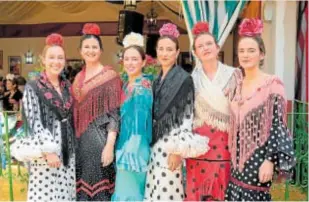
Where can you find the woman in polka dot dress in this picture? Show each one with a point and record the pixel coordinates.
(172, 123)
(96, 91)
(208, 174)
(49, 145)
(259, 140)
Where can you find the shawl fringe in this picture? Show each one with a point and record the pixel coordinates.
(181, 106)
(254, 129)
(98, 101)
(205, 114)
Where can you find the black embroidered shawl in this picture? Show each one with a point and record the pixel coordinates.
(60, 106)
(173, 101)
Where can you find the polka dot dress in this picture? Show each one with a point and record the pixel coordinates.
(95, 182)
(45, 183)
(161, 183)
(245, 185)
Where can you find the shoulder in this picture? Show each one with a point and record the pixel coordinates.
(276, 85)
(146, 83)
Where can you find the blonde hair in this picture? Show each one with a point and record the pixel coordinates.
(43, 54)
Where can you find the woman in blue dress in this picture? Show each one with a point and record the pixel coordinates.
(133, 144)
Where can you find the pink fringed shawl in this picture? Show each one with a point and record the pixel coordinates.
(95, 97)
(251, 119)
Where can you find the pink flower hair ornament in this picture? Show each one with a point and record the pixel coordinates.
(250, 27)
(169, 29)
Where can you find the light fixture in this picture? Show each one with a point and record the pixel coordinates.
(152, 18)
(129, 4)
(29, 57)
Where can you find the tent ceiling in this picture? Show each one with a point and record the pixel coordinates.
(36, 12)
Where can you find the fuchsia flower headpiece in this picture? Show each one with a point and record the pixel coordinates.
(54, 40)
(169, 29)
(92, 29)
(200, 27)
(250, 27)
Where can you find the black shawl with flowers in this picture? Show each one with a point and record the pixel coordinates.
(173, 101)
(60, 106)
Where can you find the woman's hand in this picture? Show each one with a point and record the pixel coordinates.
(266, 171)
(173, 161)
(53, 160)
(107, 156)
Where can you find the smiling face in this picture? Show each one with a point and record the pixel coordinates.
(167, 52)
(90, 50)
(133, 62)
(54, 60)
(206, 48)
(249, 54)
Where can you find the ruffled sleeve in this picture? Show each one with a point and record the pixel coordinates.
(182, 140)
(280, 144)
(39, 139)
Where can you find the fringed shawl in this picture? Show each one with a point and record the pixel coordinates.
(95, 97)
(173, 100)
(251, 119)
(61, 106)
(212, 97)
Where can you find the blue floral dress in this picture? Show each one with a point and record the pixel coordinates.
(133, 144)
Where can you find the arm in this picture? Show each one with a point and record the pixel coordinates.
(39, 140)
(279, 146)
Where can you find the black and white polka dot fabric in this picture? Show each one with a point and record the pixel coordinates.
(245, 185)
(45, 183)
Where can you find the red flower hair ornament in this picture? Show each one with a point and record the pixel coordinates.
(169, 29)
(200, 27)
(91, 29)
(250, 27)
(54, 40)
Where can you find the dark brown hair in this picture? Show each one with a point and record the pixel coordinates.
(139, 49)
(203, 33)
(89, 36)
(258, 39)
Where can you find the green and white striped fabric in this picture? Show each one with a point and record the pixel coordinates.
(220, 14)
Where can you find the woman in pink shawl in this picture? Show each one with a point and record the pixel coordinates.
(259, 141)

------------------------------------------------------------

◆ **TRAVAIL DEMANDÉ**: Pouvez-vous présenter sous forme de liste numérotée les lignes du matériel, de celle qui contient « Where can you find the black and » jusqu'à la fin, ces deux bornes comprises, sans les lignes vides ?

◆ **RÉSULTAT FINAL**:
1. Where can you find the black and white polka dot fabric in this picture? Show each one with a point and record the pixel coordinates.
2. (245, 185)
3. (45, 183)
4. Where can you find the red flower hair ornament in this picture? Show each one with a point and record the pixel coordinates.
5. (169, 29)
6. (200, 27)
7. (91, 29)
8. (250, 27)
9. (54, 40)
10. Where can you find the dark brown hair in this picture? Show each one with a point and record the pixel coordinates.
11. (139, 49)
12. (203, 33)
13. (89, 36)
14. (258, 39)
15. Where can you find the green and white striped fabric in this picture? Show each one with a point and record the pixel coordinates.
16. (220, 14)
17. Where can you find the woman in pink shawl in this picture? Show each one with a point and record the pixel coordinates.
18. (259, 141)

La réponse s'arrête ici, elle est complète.